*How to complete this task*:
Could you restate the entries below word for word and leave the images out?

*Data to process*:
== Segment start ==

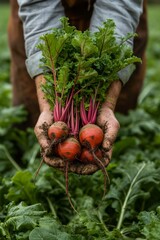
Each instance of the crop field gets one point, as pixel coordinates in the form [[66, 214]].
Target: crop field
[[38, 208]]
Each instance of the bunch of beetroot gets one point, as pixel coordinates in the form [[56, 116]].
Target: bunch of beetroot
[[78, 68]]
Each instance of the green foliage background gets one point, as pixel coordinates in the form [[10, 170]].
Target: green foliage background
[[39, 209]]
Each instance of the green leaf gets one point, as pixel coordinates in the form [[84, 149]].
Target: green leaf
[[22, 217], [22, 188]]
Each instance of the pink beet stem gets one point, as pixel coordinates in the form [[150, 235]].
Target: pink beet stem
[[83, 113], [90, 110]]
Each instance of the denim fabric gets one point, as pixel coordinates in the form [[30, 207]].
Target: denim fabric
[[40, 16]]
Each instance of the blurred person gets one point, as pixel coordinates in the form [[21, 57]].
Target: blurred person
[[31, 19]]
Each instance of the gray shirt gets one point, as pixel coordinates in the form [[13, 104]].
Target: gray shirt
[[40, 16]]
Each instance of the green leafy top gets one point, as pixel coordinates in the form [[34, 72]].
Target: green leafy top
[[82, 60]]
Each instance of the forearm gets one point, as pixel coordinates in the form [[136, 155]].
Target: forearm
[[38, 18]]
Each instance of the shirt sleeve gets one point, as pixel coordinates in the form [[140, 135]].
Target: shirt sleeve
[[126, 15], [38, 17]]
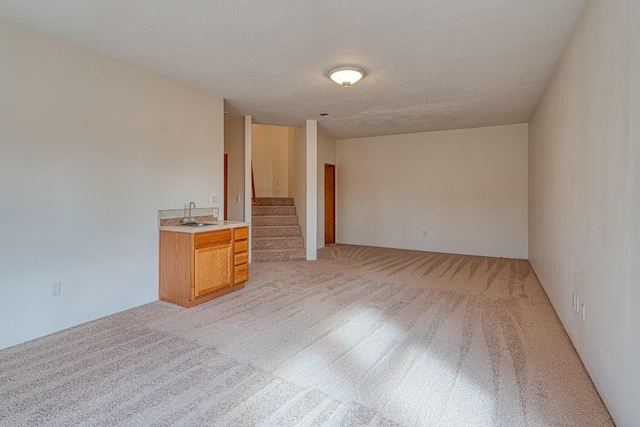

== Segment end ==

*Reply to the exercise*:
Each instance of the crop field gets one point, as pixel coordinates in the form [[66, 214]].
Target: crop field
[[38, 208]]
Each instance of the bunch of beetroot gets one point, as pixel coordinates in the form [[56, 116]].
Target: bunch of beetroot
[[78, 68]]
Each instance of the green foliage background gets one point, as pixel coordinates in the form [[10, 170]].
Target: green foliage background
[[39, 209]]
Each instance of the green leaf gets one point, as pixel coordinates in the form [[84, 149]].
Target: green leaf
[[22, 217], [22, 188]]
Each instance of the pink beet stem gets one point, as pixel coordinates in the form [[150, 235]].
Target: pink beet stem
[[83, 113], [90, 110]]
Each instance of the denim fabric gets one point, as pixel coordinates in the form [[30, 207]].
Target: denim fabric
[[40, 16]]
Each instance of the blurred person gets one point, as pixel coordinates in the form [[21, 57]].
Target: blurred person
[[31, 19]]
Each instance of the gray shirt gets one point, as pixel coordinates in the form [[13, 104]].
Target: gray shirt
[[40, 16]]
Each instance of the green leafy top gets one point, as pixel coordinates in the form [[34, 72]].
Target: green leafy top
[[82, 60]]
Each instance of the forearm gets one point, as pixel coordinates in the form [[136, 155]].
Target: forearm
[[38, 18]]
Each instance of the shirt sleeve gets one point, as pixel coordinates in the form [[140, 135]].
Target: shirt sleeve
[[126, 15], [38, 17]]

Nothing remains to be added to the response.